§ EXERCISE REQUIREMENTS
A) Answer these questions from the chestnut text, each answer on its own line marked (i), (ii), (iii):
(i) How many acres of chestnuts are there, and in what year were they established?
(ii) What share of a chestnut is fat?
(iii) By which leaf do chestnut trees produce a marketable crop?
B) Continue the chestnut text after its last sentence.

§ PAGE TEXT
- 18 acres of chestnuts, established in 1992
- Bloom occurs in June
- Sold to local markets as fresh produce
- Chestnuts can adapt to many variable climates
- Future markets include chestnut flour
From soup to, well, nuts, chestnuts reign supreme in the nut kingdom.
Most nuts are high in fat and low in carbohydrates and best reserved for treats.
However, chestnuts have less than two percent fat, are high in carbohydrates and
have valuable proteins.
Chestnuts, in essence, are a high starch product like a
potato or rice crop that grows on a tree. Fresh chestnuts contain 40% moisture and require
some special handling after harvest. Whether mechanically or manually harvested,
chestnuts require immediate refrigeration to preserve quality.
Chestnut trees produce a marketable crop by the fourth or fifth leaf.

§ DATA FOR ANALYSIS
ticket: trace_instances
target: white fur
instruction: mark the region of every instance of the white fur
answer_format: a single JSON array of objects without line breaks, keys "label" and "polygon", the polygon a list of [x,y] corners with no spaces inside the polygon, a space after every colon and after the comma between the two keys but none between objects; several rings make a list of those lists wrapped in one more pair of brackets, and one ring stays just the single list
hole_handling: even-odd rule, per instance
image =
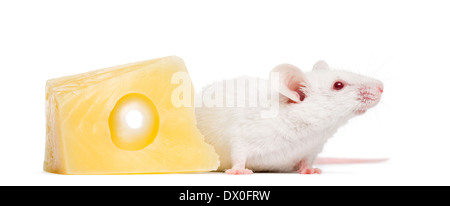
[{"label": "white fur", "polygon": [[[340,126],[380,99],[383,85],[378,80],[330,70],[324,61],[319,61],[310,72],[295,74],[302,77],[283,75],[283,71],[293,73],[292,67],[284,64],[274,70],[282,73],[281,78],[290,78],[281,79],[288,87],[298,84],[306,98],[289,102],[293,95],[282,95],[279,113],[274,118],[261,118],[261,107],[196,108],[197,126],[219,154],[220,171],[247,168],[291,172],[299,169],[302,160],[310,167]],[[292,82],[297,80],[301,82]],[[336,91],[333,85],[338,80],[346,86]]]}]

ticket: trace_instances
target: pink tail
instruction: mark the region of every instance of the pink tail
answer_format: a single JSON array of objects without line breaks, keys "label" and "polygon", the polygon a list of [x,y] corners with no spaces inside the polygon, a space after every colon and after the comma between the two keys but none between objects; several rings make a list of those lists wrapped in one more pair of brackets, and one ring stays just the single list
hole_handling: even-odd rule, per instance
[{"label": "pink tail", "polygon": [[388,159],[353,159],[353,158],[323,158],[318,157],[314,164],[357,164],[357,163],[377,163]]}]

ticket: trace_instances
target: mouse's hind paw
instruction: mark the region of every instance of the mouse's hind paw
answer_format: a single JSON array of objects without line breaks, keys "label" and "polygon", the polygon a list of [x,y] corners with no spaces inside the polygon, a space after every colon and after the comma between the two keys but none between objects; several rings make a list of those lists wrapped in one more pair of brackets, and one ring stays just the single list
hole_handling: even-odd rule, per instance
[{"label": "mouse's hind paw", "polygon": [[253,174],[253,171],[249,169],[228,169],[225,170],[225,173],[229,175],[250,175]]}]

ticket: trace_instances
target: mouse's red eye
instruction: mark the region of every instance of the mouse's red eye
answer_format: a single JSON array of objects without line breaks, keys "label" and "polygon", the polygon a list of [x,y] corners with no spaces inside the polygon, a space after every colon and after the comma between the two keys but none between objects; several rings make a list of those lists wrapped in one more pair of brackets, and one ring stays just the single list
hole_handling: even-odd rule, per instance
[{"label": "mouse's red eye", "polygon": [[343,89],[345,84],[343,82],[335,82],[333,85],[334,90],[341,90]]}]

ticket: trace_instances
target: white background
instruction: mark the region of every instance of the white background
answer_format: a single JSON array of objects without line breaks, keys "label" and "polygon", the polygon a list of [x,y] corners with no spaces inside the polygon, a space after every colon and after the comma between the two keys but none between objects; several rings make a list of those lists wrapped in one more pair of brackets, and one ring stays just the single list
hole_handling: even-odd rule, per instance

§ YOUR RESPONSES
A)
(i) 18 acres, established in 1992
(ii) Less than two percent
(iii) The fourth or fifth leaf

B)
Mature trees can produce between 100 and 500 pounds of chestnuts per tree.
Chestnuts can easily be cultivated as an organic crop.
Our trees are a Colossal variety, which produce a large, sweet, easy to peel chestnut.
These trees offer a tremendous opportunity as a long term, annual food production system
that is relatively easy to maintain.
Chestnuts are a diverse food source. They can be used in many ways as a basic carbohydrate
source such as a grain or vegetable, and in a variety of other manners.